▸ PROMPT
Every line below that includes "positive" counts toward the total. Report that total alone.

▸ MATERIAL PROVIDED
****************************************
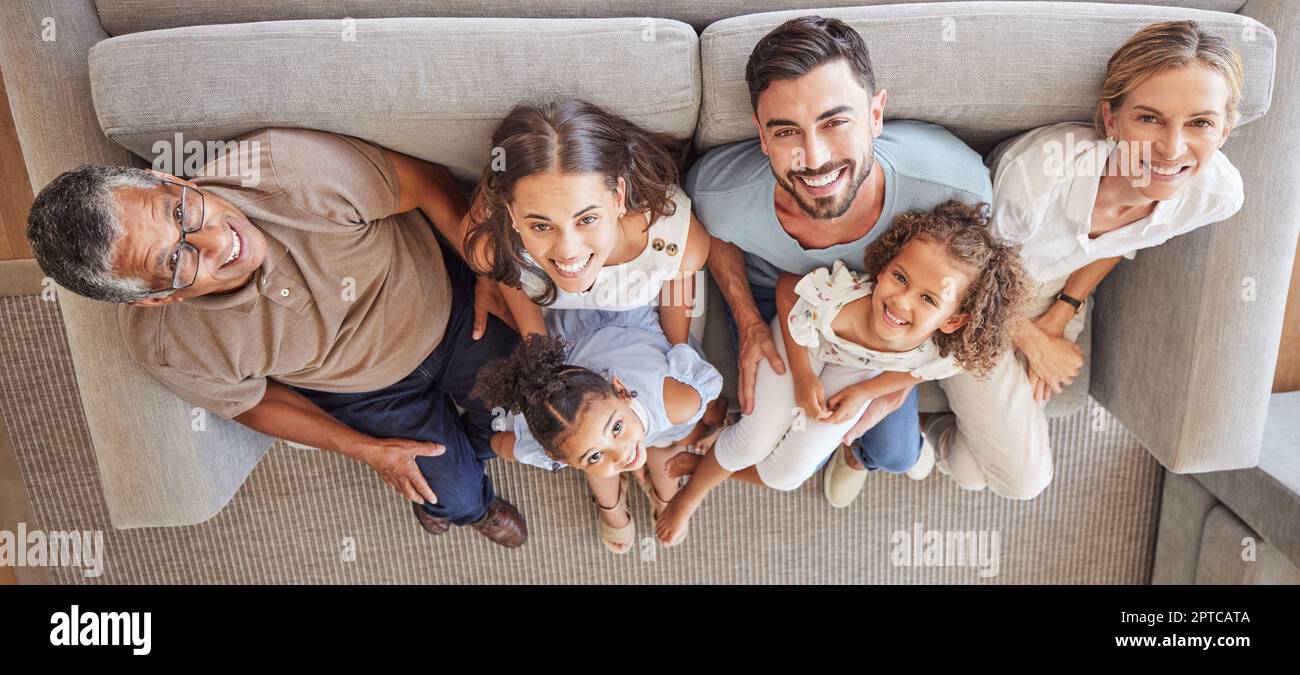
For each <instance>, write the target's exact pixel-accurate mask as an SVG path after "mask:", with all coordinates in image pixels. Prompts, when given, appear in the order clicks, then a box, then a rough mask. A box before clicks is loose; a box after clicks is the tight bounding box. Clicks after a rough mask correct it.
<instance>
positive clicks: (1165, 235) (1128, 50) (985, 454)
****************************************
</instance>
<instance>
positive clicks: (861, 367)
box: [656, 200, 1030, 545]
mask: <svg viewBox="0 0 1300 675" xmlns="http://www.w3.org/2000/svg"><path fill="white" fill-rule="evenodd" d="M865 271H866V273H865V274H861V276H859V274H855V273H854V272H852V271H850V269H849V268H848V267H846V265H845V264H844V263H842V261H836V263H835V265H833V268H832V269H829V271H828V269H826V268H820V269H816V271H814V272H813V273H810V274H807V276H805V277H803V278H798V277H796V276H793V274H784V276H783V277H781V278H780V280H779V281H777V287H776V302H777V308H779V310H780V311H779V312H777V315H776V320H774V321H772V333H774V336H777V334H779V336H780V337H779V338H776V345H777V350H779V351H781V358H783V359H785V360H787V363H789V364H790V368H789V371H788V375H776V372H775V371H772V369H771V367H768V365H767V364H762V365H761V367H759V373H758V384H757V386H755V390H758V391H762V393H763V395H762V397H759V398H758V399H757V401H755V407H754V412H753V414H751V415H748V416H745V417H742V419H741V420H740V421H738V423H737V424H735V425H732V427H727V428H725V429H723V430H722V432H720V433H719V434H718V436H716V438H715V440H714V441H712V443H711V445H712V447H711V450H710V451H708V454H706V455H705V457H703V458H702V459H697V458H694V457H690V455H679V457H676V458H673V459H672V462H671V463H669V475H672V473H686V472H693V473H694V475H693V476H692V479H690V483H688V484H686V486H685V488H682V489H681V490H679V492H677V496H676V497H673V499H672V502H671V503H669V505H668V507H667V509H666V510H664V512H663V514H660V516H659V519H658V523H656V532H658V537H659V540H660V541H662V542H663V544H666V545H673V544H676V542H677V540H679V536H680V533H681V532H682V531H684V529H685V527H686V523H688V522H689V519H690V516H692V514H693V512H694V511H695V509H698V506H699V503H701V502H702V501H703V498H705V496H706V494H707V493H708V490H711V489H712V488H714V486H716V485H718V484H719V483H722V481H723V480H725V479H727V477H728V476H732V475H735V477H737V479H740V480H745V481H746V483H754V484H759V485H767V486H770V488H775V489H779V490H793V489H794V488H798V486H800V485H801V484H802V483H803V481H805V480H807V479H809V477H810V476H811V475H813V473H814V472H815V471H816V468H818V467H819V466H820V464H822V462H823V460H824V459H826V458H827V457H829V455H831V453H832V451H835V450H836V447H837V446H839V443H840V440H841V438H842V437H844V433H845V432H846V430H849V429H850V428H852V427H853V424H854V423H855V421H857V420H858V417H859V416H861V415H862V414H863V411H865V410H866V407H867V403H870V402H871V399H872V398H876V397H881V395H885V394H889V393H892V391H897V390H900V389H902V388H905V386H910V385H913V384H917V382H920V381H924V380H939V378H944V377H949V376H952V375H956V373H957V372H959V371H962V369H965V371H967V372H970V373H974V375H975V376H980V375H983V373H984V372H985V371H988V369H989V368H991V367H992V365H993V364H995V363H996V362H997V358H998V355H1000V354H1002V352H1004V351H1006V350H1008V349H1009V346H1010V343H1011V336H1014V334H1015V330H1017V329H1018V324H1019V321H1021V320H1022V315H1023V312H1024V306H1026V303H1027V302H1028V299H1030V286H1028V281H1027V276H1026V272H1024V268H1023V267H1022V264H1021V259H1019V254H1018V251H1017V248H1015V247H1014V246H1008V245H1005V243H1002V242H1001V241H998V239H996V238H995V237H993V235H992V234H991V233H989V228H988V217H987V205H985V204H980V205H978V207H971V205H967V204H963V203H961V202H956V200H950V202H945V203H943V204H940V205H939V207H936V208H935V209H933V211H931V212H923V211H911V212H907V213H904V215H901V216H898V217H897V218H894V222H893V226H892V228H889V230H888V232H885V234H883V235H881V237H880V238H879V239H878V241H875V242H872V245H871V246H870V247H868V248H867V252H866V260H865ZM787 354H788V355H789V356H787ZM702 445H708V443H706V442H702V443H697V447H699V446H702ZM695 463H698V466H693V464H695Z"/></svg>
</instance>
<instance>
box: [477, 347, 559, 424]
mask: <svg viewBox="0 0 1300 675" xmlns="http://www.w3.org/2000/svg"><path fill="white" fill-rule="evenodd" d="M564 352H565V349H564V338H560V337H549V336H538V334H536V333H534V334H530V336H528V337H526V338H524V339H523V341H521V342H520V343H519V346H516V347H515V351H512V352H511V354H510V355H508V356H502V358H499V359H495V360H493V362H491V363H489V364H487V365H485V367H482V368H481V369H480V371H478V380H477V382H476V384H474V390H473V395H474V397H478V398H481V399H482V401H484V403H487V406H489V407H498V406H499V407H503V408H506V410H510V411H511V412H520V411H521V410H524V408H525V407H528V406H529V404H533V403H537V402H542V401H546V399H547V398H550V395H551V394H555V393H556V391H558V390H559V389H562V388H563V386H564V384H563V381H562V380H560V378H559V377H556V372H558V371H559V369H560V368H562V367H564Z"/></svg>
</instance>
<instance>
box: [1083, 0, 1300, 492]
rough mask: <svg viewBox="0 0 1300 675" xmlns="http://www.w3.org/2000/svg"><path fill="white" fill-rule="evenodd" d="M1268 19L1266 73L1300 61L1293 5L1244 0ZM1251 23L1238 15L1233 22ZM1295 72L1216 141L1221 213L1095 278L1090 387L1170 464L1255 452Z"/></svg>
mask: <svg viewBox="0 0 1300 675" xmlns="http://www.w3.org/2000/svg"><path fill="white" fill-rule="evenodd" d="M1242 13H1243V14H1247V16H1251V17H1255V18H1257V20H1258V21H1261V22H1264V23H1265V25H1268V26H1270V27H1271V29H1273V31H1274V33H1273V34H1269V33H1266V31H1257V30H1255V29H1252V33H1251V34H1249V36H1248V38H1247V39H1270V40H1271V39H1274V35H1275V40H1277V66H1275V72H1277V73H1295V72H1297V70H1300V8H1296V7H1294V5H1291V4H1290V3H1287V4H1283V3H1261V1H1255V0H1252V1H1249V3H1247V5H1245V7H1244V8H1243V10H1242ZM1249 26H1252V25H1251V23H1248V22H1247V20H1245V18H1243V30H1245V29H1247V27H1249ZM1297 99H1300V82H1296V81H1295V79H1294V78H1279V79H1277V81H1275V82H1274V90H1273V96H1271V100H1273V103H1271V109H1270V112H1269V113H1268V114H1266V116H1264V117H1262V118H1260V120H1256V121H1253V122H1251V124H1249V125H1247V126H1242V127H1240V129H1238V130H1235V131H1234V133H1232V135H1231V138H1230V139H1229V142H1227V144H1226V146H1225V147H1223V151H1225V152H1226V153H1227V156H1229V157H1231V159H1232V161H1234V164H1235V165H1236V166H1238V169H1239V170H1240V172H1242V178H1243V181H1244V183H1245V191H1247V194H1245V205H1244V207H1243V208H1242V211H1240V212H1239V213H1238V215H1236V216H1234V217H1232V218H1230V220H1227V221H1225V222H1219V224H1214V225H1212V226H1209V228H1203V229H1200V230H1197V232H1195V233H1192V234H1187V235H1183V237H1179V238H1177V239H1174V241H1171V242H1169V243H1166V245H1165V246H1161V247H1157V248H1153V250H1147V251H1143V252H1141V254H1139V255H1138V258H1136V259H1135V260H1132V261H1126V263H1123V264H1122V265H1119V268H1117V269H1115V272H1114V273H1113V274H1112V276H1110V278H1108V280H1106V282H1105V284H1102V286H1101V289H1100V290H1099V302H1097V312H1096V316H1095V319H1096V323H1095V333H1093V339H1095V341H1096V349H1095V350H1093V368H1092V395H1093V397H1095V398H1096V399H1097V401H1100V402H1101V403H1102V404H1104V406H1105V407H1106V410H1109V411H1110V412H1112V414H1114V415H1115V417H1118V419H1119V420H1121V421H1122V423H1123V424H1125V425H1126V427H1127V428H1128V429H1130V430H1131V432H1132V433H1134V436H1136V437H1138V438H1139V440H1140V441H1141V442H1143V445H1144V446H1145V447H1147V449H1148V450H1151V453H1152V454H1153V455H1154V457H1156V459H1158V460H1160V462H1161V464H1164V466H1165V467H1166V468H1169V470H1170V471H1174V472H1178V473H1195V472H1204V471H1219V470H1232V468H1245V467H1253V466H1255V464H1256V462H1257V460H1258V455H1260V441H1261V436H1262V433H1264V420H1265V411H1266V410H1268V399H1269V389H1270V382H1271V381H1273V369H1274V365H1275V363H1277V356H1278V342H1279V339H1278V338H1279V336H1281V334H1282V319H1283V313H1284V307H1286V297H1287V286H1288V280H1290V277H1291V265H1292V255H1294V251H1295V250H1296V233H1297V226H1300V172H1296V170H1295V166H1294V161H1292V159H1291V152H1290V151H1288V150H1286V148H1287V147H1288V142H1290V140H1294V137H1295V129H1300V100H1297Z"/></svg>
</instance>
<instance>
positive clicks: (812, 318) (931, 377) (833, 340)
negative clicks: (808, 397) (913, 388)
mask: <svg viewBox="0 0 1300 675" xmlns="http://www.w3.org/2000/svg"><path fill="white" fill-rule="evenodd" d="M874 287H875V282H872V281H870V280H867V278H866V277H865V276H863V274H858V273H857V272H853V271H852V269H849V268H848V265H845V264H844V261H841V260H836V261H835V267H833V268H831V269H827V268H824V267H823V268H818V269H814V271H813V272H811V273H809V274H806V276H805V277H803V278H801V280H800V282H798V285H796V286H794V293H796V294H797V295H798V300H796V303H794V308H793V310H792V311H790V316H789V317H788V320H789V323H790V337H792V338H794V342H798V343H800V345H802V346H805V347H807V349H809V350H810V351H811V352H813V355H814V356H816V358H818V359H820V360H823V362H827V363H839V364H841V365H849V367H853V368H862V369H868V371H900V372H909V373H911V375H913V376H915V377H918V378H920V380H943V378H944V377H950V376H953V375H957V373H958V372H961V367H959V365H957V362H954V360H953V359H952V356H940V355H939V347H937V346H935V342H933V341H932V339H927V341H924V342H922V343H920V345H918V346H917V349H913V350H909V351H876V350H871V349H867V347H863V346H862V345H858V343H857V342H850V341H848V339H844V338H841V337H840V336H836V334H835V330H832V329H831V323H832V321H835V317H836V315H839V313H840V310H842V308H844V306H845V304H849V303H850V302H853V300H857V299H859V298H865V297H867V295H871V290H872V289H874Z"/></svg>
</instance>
****************************************
▸ ANSWER FOR THE TASK
3